**Exercise details**. Nothing is to be output except the lines from the one containing "Target: large boulder" through the end of the material, each reproduced exactly.
**** Records to process
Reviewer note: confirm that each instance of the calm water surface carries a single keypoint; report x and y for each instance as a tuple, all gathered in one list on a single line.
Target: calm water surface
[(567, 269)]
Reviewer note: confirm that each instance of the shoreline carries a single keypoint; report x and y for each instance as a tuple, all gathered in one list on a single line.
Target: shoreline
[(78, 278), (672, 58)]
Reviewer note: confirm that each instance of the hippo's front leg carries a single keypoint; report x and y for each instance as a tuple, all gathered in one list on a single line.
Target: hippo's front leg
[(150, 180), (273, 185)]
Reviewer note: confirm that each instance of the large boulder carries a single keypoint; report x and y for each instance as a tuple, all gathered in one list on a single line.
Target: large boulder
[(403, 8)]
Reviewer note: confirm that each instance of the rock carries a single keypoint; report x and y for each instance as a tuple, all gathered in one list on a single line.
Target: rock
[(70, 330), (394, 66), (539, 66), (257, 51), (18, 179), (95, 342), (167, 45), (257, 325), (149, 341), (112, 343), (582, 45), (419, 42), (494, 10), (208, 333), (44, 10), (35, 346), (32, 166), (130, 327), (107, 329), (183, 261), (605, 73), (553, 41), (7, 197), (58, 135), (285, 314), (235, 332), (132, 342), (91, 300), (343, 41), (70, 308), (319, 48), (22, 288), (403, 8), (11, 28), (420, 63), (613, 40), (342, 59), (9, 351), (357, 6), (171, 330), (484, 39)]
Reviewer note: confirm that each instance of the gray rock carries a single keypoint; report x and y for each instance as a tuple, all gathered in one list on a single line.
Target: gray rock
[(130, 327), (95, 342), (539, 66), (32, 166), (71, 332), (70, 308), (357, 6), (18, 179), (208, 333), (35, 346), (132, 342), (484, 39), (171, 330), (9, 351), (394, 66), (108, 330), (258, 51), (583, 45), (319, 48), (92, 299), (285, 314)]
********
**Result of the task**.
Target: large boulder
[(403, 8)]
Reviewer note: confirm that each instance of the rock carries a single keypoint; report x and y for each instance as a tuple, all gathered in one list on a single line.
Target: rock
[(70, 330), (394, 66), (539, 66), (257, 51), (18, 179), (95, 342), (167, 45), (257, 325), (149, 341), (112, 343), (582, 45), (419, 42), (494, 10), (208, 333), (44, 10), (35, 346), (32, 166), (130, 327), (107, 329), (183, 261), (605, 73), (553, 41), (7, 197), (58, 135), (285, 314), (235, 332), (132, 342), (91, 300), (343, 41), (70, 308), (319, 48), (22, 288), (403, 8), (11, 28), (420, 63), (613, 40), (342, 59), (9, 351), (357, 6), (171, 330), (484, 39)]
Reviewer note: confirm that each instance of the gray rock carries a single keypoint; report x and y for each instance as a tuple, all gathered in one list on a single line.
Target: gray rock
[(130, 327), (95, 342), (539, 66), (32, 166), (71, 332), (70, 308), (357, 6), (18, 179), (208, 333), (35, 346), (132, 342), (484, 39), (171, 330), (9, 351), (394, 66), (108, 330), (258, 51), (583, 45), (319, 48), (92, 299), (285, 314)]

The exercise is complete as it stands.